- **WHAT YOU HAVE TO DO**: Retype the tail of the data exactly, starting at the line containing "Practice step: indicate the red berry" and stopping at the last line.

- **STORED RECORDS**:
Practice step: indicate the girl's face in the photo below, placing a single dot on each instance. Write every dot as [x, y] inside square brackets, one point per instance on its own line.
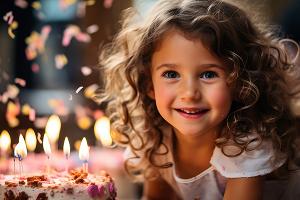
[189, 85]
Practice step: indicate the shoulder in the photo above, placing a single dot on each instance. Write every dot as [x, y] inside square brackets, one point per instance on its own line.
[260, 161]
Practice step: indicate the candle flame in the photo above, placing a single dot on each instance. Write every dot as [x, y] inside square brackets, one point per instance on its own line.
[5, 141]
[84, 150]
[46, 145]
[53, 128]
[30, 139]
[66, 147]
[20, 150]
[102, 131]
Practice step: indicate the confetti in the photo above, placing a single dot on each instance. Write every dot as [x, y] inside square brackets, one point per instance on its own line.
[60, 61]
[20, 81]
[21, 3]
[36, 5]
[64, 4]
[8, 17]
[35, 68]
[107, 3]
[36, 42]
[89, 92]
[92, 29]
[78, 89]
[74, 31]
[86, 70]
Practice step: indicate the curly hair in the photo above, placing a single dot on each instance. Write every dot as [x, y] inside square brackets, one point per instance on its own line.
[256, 58]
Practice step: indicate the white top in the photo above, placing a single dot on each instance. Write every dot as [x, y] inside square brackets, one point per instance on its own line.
[210, 184]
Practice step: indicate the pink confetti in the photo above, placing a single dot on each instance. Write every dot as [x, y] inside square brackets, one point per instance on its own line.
[32, 114]
[8, 17]
[35, 68]
[107, 3]
[78, 89]
[21, 3]
[20, 81]
[86, 70]
[92, 29]
[74, 31]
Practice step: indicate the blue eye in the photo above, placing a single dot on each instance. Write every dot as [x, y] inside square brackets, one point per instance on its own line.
[208, 75]
[170, 74]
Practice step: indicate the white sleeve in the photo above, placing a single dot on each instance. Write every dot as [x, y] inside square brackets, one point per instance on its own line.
[260, 161]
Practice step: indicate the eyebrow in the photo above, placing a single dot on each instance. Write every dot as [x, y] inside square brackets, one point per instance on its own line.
[171, 65]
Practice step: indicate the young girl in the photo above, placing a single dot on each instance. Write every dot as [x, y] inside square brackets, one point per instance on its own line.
[199, 96]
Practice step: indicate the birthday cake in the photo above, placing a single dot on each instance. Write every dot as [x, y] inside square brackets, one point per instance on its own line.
[59, 186]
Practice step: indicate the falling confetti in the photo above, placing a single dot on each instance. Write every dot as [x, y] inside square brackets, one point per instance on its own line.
[86, 70]
[78, 89]
[60, 61]
[74, 31]
[36, 42]
[21, 3]
[107, 3]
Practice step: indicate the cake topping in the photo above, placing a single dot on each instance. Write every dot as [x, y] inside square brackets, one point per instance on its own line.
[42, 196]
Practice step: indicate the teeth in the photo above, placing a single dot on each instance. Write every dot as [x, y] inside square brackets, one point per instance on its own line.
[190, 111]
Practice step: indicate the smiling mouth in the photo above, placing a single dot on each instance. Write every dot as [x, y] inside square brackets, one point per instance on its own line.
[192, 111]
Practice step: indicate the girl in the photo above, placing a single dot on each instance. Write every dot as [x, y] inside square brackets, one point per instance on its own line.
[198, 94]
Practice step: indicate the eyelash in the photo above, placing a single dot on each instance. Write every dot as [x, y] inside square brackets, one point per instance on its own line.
[174, 74]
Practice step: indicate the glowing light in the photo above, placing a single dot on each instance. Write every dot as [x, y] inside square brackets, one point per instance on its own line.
[84, 150]
[53, 128]
[5, 141]
[30, 139]
[46, 145]
[102, 131]
[66, 147]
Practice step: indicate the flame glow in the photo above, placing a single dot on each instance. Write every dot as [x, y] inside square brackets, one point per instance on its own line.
[5, 141]
[102, 131]
[30, 139]
[53, 128]
[84, 150]
[66, 147]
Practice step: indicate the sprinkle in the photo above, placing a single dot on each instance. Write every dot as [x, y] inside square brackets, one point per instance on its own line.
[78, 89]
[60, 61]
[86, 70]
[20, 81]
[92, 29]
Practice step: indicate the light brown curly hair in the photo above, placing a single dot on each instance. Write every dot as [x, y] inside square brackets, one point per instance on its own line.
[255, 57]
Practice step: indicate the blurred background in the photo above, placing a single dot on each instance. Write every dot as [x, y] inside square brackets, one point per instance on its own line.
[48, 66]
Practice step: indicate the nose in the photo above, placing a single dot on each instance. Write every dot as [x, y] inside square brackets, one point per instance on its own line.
[190, 90]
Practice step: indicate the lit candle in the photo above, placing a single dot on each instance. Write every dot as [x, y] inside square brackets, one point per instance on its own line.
[47, 149]
[52, 130]
[102, 131]
[5, 143]
[66, 149]
[30, 139]
[20, 152]
[84, 154]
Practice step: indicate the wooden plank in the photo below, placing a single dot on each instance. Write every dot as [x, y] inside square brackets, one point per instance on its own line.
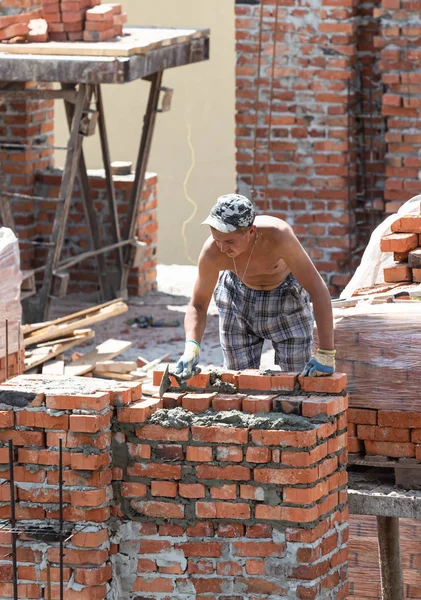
[120, 366]
[55, 367]
[136, 40]
[56, 331]
[81, 313]
[105, 351]
[42, 353]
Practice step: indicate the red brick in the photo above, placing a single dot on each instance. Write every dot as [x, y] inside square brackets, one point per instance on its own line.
[131, 489]
[362, 416]
[154, 508]
[224, 492]
[164, 488]
[222, 435]
[383, 434]
[399, 242]
[282, 438]
[229, 454]
[89, 423]
[399, 419]
[234, 473]
[251, 379]
[96, 401]
[192, 490]
[157, 432]
[197, 403]
[258, 455]
[258, 403]
[332, 384]
[305, 459]
[155, 470]
[392, 449]
[227, 401]
[222, 510]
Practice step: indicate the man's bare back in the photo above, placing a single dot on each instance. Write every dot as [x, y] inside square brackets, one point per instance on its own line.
[267, 268]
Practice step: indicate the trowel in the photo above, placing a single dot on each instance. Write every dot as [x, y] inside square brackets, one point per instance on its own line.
[166, 381]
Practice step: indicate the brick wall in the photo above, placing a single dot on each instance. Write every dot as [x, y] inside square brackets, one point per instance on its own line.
[401, 73]
[83, 277]
[315, 180]
[163, 504]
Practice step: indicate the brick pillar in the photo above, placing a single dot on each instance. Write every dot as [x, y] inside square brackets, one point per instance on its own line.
[401, 73]
[23, 124]
[214, 506]
[309, 155]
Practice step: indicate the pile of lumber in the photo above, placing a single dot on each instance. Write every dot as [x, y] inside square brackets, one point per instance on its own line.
[23, 27]
[405, 243]
[45, 341]
[88, 20]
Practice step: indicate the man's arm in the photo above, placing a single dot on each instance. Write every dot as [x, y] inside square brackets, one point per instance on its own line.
[195, 320]
[305, 272]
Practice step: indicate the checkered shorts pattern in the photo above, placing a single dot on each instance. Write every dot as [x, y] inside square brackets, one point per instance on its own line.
[248, 317]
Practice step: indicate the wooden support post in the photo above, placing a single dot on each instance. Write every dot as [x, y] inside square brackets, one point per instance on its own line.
[36, 308]
[89, 209]
[390, 558]
[111, 197]
[141, 165]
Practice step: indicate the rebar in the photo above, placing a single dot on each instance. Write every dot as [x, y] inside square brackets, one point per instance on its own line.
[13, 521]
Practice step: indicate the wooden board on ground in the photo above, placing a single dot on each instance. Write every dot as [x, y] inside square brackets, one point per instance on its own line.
[135, 40]
[115, 366]
[28, 329]
[53, 331]
[105, 351]
[53, 368]
[40, 354]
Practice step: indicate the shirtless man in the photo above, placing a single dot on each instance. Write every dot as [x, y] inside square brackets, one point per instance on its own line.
[262, 280]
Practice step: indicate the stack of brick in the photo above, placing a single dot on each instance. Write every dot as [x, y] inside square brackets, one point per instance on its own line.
[170, 504]
[66, 18]
[23, 27]
[104, 22]
[405, 243]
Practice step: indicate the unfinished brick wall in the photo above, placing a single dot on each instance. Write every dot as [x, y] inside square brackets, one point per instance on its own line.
[83, 277]
[175, 506]
[315, 175]
[401, 73]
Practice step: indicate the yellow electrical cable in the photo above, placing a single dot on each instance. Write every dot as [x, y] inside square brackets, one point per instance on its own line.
[185, 182]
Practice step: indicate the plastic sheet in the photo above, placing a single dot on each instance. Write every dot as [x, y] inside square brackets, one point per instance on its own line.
[379, 347]
[373, 261]
[10, 282]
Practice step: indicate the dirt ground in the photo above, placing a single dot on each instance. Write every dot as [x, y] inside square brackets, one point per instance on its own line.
[168, 304]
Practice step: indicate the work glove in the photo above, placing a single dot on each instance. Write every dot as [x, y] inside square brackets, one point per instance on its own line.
[187, 367]
[320, 364]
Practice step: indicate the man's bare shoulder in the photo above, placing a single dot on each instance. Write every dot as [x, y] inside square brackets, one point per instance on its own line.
[273, 227]
[211, 255]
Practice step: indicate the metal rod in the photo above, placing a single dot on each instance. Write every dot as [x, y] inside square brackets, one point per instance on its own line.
[390, 558]
[106, 159]
[10, 146]
[141, 165]
[60, 499]
[13, 521]
[48, 582]
[6, 325]
[19, 352]
[79, 257]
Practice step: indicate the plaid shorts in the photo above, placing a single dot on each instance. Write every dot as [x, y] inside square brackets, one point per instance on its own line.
[248, 317]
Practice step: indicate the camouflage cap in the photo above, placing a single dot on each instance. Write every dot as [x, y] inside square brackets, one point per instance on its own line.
[231, 212]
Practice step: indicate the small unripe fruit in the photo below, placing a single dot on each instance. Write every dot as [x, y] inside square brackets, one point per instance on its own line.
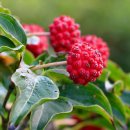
[99, 44]
[84, 63]
[36, 44]
[63, 32]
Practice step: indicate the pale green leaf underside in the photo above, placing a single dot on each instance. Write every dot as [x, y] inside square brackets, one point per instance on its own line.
[32, 90]
[44, 113]
[12, 29]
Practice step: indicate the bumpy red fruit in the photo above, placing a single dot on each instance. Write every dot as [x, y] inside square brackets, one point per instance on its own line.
[63, 32]
[35, 44]
[84, 63]
[99, 44]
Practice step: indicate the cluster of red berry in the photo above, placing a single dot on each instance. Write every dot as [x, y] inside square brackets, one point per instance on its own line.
[87, 55]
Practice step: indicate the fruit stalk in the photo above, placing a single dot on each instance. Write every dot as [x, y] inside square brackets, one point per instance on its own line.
[38, 34]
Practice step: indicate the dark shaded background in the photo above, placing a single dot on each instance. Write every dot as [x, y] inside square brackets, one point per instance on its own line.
[109, 19]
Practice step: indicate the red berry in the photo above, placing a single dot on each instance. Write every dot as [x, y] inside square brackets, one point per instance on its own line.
[92, 127]
[35, 44]
[99, 44]
[63, 32]
[84, 63]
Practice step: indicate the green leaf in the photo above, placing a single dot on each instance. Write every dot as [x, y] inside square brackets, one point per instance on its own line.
[117, 107]
[12, 29]
[5, 74]
[3, 93]
[32, 90]
[116, 73]
[7, 45]
[28, 57]
[126, 97]
[4, 10]
[89, 98]
[58, 75]
[44, 113]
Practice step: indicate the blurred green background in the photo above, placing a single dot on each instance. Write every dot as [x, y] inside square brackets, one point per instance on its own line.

- **THE RESULT**:
Practice step: indicate the red berry in the photo above, placing a single dot on each instance. Write every dot as [x, y] inside square brackets, one point per instance on its own line.
[92, 127]
[35, 44]
[99, 44]
[63, 32]
[84, 63]
Practice step: indicate the green leaf in the photo above, placing a single dot on each instance. Write every dot as [x, y] inside square brackets, one point per instance on its own line.
[117, 107]
[12, 29]
[5, 74]
[3, 93]
[32, 90]
[116, 73]
[7, 45]
[28, 57]
[126, 97]
[4, 10]
[89, 98]
[58, 75]
[44, 113]
Practice step: indicate the blurred green background in the photo above, placing a single dot on each instance. Write every dot as [x, y] inside square brackets, one point per instance on its own line.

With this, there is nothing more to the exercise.